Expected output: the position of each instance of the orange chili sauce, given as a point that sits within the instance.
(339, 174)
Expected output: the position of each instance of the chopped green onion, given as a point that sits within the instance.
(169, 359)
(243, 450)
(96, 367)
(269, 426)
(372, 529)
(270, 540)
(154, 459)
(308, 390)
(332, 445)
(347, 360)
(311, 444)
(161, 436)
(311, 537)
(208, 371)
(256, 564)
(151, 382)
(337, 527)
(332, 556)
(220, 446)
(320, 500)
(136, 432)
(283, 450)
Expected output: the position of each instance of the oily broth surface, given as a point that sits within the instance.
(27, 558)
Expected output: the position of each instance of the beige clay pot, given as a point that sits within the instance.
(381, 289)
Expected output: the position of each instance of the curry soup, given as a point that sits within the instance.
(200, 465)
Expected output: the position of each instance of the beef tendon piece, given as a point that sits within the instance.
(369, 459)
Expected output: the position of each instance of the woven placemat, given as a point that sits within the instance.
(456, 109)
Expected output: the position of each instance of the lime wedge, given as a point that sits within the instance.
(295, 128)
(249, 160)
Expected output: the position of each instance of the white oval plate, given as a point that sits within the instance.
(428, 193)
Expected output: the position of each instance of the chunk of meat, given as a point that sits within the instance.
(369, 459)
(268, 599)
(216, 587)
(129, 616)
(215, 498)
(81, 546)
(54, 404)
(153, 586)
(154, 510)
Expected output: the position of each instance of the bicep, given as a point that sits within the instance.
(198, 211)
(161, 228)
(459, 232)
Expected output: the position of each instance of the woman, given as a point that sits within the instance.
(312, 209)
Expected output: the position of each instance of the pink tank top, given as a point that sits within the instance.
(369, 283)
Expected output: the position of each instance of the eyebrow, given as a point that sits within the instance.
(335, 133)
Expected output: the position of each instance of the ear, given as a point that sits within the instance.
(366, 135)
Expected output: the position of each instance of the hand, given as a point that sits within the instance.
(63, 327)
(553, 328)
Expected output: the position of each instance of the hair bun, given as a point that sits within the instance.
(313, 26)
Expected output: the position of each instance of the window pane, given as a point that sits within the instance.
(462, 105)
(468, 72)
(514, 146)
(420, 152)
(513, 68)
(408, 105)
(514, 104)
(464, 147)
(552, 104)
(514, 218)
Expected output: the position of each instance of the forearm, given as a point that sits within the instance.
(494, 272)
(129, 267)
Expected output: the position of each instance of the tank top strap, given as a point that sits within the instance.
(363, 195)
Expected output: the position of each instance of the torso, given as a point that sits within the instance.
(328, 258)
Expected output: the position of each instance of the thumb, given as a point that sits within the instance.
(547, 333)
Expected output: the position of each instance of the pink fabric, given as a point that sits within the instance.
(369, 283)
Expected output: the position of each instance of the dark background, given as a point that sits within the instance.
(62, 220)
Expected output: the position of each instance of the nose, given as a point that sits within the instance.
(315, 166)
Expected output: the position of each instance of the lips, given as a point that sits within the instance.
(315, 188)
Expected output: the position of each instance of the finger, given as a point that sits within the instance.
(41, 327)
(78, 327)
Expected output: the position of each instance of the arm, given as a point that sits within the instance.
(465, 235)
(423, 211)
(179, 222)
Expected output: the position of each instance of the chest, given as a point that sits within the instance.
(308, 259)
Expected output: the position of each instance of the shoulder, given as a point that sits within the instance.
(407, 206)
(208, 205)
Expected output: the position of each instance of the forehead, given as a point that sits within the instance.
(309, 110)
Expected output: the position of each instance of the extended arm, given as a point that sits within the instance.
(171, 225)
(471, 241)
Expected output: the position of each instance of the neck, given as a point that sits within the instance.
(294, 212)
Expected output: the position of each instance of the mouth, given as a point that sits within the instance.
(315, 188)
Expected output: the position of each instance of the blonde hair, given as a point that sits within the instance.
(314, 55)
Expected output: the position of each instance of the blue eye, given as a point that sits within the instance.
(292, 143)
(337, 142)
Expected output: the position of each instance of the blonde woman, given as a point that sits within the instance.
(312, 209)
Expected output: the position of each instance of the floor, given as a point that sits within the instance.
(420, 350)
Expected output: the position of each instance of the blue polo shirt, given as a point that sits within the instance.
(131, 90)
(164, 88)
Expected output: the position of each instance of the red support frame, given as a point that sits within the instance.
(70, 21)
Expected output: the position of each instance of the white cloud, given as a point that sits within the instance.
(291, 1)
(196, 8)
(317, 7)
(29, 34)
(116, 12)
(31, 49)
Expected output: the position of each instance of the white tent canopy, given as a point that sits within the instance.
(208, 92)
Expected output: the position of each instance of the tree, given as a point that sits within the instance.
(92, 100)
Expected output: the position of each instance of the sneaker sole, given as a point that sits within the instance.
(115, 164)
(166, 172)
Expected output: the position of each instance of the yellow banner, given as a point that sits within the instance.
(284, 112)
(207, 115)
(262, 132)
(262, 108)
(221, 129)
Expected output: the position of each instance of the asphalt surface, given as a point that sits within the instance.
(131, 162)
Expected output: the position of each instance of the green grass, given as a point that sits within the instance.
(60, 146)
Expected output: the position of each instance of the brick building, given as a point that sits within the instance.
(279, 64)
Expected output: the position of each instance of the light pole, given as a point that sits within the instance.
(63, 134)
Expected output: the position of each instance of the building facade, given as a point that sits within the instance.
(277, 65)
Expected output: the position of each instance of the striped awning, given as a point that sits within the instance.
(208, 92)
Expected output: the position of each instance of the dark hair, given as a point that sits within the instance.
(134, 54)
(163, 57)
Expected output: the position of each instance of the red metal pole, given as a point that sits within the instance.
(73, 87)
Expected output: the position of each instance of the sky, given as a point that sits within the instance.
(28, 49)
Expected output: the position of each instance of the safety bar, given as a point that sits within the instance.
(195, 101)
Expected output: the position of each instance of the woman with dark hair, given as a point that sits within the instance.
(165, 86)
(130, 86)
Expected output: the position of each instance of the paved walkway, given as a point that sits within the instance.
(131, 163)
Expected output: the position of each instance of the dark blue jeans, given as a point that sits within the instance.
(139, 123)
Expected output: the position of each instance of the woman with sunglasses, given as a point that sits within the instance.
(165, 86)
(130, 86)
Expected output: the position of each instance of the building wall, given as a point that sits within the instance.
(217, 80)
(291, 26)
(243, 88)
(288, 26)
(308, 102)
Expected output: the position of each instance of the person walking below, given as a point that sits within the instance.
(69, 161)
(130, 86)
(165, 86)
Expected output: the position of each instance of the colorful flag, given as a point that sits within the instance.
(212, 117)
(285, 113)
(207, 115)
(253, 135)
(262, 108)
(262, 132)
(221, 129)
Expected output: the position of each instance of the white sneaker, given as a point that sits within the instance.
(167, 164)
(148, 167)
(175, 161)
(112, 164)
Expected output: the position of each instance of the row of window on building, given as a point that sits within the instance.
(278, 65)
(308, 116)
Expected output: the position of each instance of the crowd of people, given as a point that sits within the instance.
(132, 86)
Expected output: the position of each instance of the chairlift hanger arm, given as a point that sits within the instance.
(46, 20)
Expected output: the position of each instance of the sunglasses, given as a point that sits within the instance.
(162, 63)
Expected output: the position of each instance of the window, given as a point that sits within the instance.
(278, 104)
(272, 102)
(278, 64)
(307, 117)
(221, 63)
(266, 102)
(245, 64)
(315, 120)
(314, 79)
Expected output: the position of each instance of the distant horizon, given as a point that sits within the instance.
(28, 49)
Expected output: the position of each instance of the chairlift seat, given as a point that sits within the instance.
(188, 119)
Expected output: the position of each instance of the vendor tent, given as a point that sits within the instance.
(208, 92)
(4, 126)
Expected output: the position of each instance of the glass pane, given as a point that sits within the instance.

...

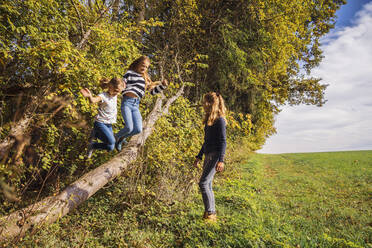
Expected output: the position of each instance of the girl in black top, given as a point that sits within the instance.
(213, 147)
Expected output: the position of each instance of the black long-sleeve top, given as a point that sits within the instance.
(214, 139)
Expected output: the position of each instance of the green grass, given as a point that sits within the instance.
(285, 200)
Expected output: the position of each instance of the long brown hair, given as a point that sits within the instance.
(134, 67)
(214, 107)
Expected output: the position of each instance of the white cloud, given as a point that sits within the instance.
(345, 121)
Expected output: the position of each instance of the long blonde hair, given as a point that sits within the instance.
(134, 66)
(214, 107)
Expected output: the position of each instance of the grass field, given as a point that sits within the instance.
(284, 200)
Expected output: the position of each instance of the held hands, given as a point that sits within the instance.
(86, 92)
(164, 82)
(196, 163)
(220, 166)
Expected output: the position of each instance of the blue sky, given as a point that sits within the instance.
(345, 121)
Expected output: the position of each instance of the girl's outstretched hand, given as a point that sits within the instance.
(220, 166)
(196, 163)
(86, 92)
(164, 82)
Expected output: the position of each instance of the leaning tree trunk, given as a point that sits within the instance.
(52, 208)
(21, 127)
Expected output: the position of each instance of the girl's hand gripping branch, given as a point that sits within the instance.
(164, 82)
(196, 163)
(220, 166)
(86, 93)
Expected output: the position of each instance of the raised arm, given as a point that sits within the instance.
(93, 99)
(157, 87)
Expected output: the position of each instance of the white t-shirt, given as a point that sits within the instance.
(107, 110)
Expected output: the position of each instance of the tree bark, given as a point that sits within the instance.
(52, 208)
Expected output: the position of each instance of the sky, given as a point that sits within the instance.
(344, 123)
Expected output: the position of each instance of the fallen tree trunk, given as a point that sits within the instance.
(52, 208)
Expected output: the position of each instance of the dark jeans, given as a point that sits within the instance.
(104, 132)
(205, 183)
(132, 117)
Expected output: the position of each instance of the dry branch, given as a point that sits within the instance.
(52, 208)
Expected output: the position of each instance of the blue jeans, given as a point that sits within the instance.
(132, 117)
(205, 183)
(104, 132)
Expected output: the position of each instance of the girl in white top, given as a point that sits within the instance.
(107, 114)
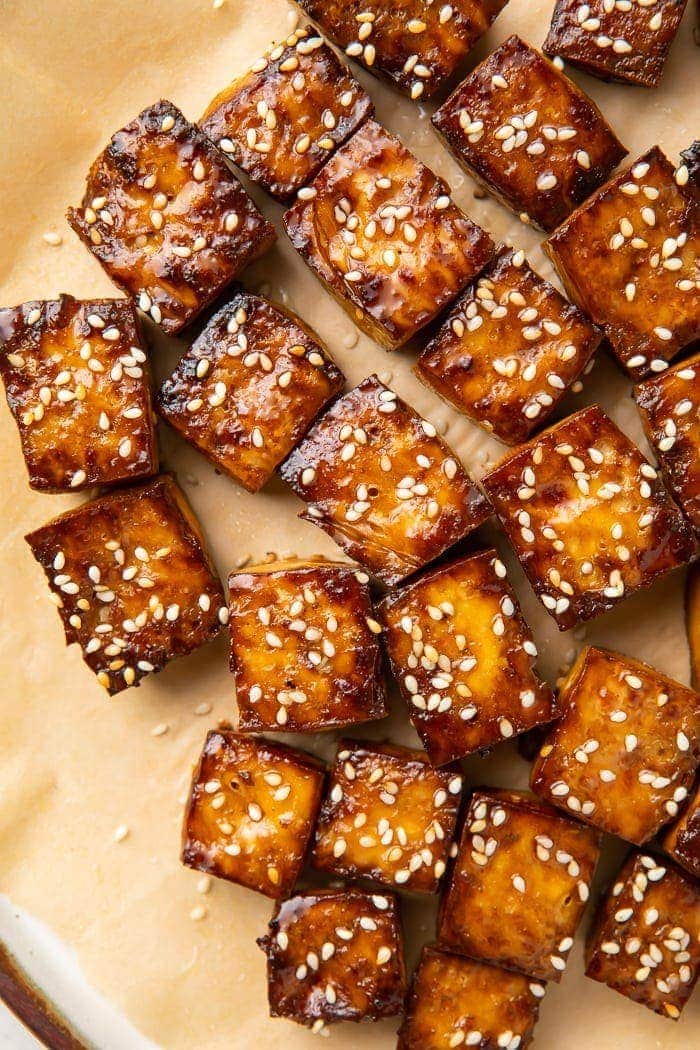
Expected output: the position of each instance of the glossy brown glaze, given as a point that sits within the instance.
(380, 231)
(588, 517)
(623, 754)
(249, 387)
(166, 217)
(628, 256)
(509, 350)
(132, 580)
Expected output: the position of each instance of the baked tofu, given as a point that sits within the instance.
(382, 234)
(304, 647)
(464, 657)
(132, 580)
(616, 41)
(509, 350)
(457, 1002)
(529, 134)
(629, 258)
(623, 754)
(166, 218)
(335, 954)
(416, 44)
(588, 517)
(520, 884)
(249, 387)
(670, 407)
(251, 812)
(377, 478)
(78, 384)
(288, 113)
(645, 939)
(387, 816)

▶ _LE TUE ISTRUZIONI_
Estrai dal materiale tutte le righe che contengono la parola "sneaker", facendo attenzione a maiuscole e minuscole.

▶ _SOLUZIONE ESERCIZIO_
Expected output: the position of each instance of the sneaker sole, given as a point that sits within the instance.
Expected output: the position of each instance of the white sneaker, given as a point that sits within the instance.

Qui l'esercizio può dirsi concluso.